Task objective: From the rows below, pull out every row that contains the string "clicks" and copy each one unchanged. Treat the match as case-sensitive.

Information:
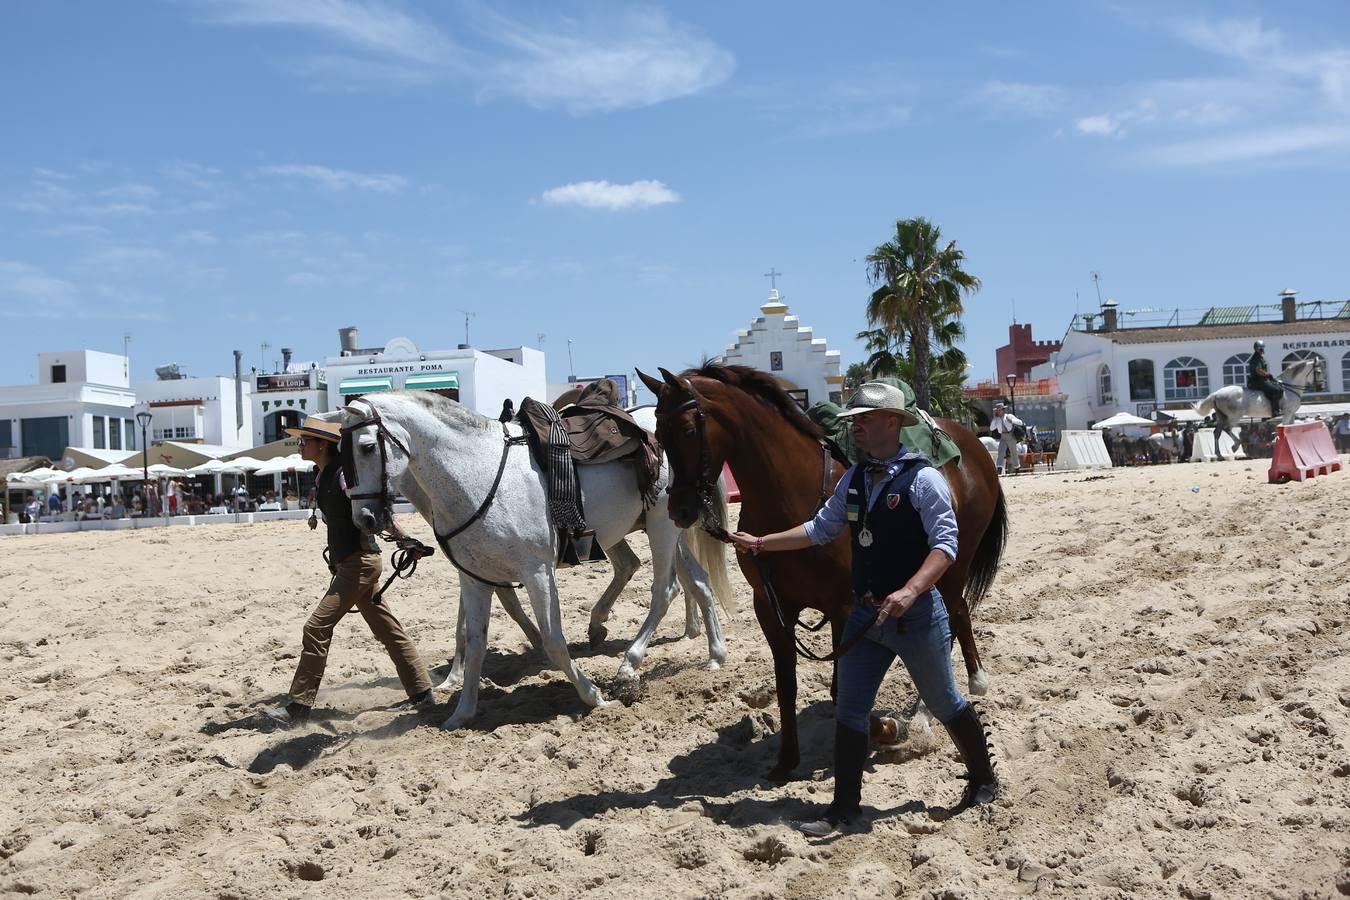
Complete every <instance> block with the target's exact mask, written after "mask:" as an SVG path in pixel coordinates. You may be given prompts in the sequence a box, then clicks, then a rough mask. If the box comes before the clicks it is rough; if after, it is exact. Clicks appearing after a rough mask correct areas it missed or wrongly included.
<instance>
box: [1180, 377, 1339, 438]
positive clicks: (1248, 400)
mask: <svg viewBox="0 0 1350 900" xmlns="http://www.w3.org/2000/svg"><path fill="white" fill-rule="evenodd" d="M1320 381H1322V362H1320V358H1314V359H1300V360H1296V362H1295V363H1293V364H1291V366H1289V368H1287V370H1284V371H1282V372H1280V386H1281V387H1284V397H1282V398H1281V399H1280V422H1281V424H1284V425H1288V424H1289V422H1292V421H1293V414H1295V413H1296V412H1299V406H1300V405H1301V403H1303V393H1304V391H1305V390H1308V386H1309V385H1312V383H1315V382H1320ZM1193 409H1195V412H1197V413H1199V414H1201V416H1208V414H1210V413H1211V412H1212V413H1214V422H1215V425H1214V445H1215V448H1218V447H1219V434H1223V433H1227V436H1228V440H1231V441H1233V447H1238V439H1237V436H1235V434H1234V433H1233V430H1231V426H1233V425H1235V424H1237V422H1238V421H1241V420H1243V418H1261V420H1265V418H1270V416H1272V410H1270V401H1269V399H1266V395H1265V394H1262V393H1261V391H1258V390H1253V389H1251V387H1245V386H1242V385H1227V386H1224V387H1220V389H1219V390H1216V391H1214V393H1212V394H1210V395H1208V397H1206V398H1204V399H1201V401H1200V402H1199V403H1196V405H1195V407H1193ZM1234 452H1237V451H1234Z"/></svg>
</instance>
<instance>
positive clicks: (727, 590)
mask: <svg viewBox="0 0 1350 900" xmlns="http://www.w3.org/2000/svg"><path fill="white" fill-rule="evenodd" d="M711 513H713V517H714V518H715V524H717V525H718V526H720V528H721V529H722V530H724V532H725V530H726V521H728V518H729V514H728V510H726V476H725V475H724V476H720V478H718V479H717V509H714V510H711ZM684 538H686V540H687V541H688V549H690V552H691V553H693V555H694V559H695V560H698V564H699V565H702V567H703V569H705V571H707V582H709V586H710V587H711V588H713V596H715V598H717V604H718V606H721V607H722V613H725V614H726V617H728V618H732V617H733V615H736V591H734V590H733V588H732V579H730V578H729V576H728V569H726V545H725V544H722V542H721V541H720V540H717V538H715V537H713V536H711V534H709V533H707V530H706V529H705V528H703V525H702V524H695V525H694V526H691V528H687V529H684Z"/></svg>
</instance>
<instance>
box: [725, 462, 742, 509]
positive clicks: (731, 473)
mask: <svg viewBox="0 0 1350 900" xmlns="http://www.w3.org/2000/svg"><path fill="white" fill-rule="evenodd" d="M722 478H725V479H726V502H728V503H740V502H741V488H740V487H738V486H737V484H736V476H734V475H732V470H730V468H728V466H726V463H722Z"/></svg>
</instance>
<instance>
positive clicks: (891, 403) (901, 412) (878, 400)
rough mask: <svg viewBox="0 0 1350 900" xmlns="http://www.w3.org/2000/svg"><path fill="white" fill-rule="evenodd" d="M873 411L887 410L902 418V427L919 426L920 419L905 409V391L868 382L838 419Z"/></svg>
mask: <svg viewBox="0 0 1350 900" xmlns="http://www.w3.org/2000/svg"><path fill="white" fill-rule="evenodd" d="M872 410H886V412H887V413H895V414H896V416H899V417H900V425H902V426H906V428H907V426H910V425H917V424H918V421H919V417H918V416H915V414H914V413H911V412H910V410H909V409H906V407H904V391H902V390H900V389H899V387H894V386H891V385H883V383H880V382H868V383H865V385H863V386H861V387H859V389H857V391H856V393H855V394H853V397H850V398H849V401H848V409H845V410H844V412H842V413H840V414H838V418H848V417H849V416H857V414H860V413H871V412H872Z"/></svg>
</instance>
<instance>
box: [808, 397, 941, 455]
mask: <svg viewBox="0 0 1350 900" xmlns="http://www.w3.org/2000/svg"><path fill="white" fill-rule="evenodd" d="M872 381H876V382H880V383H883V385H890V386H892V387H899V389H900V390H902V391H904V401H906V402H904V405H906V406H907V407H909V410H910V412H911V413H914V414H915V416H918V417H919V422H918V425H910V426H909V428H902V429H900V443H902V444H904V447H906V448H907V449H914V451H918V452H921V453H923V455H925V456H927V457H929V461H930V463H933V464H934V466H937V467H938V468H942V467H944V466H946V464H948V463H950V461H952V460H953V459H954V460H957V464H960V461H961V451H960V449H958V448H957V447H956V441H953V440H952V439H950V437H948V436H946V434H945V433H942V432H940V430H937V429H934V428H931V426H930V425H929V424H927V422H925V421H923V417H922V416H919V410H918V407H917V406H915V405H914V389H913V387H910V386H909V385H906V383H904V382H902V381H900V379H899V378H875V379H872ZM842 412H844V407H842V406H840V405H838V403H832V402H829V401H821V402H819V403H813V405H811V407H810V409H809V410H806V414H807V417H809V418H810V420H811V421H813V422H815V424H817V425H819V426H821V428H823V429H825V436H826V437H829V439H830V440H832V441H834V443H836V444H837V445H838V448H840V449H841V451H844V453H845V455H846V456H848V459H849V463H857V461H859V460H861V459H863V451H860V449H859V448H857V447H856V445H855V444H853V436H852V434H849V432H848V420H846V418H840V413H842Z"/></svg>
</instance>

Task solution:
Complete every <instance> block with the target's exact mask, written after "mask:" as an SVG path in pixel coordinates. You may be given prompts in the sequence a box, then clicks, then a rough mask. If the box comes before the clicks it is rough; if after, it is exact. Clicks appearing after a rough mask correct areas it missed or wrongly included.
positive clicks: (1248, 400)
positive clicks: (727, 590)
positive clicks: (731, 473)
positive clicks: (891, 403) (901, 412) (878, 400)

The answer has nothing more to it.